• _Task item_: Identify every line in the records below that contains the word "eyebrow", and reproduce each one.

• _Stored data_:
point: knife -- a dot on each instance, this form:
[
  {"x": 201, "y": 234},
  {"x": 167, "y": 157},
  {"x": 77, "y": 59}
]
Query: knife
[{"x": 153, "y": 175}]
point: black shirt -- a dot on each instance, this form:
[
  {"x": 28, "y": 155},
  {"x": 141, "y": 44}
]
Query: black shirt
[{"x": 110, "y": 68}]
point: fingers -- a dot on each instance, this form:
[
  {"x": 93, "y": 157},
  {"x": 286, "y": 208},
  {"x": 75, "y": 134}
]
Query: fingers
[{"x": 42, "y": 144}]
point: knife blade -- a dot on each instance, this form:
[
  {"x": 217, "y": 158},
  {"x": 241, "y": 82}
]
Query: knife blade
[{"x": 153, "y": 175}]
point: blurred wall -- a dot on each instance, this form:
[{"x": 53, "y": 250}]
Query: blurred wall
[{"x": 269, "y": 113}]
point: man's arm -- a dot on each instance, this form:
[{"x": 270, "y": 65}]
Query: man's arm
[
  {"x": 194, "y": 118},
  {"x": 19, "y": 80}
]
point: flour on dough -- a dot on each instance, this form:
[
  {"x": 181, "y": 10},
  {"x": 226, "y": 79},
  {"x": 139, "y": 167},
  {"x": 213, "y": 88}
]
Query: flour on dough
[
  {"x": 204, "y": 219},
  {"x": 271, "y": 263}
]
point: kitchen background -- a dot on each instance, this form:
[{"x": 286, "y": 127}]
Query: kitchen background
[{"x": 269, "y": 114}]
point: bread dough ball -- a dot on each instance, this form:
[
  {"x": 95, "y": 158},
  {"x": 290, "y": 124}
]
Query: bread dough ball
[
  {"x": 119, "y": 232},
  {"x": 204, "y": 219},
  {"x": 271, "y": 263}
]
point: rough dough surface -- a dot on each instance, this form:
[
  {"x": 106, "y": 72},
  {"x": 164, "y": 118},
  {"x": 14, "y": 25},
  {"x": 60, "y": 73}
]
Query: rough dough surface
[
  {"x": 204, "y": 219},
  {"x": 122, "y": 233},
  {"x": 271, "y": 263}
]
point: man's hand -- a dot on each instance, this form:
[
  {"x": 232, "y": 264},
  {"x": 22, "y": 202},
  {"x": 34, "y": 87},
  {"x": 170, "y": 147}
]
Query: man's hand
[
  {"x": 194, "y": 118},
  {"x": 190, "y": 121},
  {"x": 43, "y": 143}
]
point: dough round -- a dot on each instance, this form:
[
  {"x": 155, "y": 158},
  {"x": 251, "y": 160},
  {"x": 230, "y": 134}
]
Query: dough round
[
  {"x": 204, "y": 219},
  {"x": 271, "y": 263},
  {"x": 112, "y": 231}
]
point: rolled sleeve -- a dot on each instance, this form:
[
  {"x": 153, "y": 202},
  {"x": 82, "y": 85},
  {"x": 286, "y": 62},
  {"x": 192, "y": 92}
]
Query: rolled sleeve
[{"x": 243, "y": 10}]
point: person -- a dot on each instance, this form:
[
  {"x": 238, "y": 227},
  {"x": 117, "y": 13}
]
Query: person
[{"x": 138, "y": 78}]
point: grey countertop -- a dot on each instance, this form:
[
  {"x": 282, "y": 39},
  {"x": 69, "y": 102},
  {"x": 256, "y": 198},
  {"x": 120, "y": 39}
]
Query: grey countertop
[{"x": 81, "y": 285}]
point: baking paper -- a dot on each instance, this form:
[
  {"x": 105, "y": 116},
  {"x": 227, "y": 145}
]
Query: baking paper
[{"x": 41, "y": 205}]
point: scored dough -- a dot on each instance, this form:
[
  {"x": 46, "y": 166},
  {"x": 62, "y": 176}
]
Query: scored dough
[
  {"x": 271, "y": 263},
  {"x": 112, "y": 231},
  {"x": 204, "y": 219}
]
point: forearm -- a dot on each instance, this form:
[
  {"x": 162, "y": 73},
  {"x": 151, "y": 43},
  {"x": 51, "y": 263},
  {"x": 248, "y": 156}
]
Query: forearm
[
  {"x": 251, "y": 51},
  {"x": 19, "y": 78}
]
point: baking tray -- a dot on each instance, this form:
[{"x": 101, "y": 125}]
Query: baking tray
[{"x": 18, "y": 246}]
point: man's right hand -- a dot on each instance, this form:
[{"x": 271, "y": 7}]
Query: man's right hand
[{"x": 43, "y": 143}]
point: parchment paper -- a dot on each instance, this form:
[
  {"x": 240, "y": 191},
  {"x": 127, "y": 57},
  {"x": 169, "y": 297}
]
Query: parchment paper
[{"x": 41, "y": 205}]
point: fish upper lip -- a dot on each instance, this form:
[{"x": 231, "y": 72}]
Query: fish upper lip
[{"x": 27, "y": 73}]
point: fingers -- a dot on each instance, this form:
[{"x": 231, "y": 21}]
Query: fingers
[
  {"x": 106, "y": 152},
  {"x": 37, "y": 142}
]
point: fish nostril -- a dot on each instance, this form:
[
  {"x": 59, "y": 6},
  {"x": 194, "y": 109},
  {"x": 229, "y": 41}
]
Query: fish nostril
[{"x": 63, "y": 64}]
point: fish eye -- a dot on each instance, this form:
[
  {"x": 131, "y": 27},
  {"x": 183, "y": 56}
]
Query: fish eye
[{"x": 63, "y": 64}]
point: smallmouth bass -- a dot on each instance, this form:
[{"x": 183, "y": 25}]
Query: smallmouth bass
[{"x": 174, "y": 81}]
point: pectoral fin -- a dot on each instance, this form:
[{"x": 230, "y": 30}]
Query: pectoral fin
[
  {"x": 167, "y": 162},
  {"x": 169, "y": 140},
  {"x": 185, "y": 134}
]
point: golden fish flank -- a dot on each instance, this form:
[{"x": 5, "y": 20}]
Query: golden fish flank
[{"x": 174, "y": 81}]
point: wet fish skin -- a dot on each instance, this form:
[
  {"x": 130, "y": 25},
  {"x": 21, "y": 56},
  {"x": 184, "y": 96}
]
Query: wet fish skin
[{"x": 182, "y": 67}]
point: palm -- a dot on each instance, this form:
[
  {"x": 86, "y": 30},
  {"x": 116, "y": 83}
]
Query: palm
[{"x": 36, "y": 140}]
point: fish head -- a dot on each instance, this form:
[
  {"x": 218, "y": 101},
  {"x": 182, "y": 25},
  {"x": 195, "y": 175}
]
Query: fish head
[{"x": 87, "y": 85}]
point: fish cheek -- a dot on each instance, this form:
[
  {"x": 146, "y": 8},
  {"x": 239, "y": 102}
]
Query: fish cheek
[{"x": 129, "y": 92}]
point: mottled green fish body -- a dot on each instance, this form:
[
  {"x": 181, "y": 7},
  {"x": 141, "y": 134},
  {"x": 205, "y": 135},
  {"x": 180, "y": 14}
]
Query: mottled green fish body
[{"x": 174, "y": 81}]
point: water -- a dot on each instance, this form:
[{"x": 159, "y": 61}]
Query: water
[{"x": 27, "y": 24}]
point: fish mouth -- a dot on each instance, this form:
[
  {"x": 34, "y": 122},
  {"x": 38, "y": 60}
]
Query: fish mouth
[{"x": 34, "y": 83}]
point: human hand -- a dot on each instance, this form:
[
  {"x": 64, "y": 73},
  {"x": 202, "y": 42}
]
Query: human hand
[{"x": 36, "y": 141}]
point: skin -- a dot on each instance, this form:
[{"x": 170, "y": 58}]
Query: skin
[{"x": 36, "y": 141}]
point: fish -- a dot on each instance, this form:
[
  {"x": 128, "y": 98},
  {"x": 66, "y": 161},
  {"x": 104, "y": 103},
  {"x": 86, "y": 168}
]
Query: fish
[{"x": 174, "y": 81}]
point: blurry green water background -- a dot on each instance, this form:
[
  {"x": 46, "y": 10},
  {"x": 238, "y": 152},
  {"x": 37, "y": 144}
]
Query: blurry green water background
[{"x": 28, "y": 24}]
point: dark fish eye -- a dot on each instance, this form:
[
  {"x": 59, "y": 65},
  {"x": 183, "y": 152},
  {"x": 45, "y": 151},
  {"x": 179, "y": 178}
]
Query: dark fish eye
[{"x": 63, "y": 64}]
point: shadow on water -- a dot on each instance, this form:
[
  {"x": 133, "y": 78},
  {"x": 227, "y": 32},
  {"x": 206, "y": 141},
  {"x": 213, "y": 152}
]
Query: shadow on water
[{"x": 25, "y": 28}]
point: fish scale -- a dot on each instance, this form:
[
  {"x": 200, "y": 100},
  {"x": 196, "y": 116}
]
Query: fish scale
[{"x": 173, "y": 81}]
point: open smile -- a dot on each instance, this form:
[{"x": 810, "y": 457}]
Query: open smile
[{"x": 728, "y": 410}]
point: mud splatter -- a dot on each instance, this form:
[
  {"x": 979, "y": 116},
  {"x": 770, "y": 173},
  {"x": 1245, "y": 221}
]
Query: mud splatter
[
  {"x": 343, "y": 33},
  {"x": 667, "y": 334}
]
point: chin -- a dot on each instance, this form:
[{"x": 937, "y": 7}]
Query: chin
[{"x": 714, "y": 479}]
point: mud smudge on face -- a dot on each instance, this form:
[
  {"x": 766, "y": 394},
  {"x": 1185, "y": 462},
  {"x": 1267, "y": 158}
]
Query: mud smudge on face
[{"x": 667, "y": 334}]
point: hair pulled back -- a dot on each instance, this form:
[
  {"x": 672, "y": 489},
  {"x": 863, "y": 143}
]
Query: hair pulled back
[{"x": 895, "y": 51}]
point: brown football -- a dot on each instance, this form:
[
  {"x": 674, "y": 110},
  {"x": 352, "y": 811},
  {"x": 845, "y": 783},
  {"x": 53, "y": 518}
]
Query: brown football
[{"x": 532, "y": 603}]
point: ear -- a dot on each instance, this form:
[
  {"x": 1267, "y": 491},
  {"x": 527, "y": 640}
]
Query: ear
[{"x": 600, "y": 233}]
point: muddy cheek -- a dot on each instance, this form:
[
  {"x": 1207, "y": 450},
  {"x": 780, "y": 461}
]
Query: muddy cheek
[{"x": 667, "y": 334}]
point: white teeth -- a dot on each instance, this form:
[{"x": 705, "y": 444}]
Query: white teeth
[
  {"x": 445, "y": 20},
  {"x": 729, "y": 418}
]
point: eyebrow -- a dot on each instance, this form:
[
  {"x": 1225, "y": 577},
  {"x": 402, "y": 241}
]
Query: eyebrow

• _Exercise response_:
point: eyebrow -- a dot on each instance, this form:
Query: eyebrow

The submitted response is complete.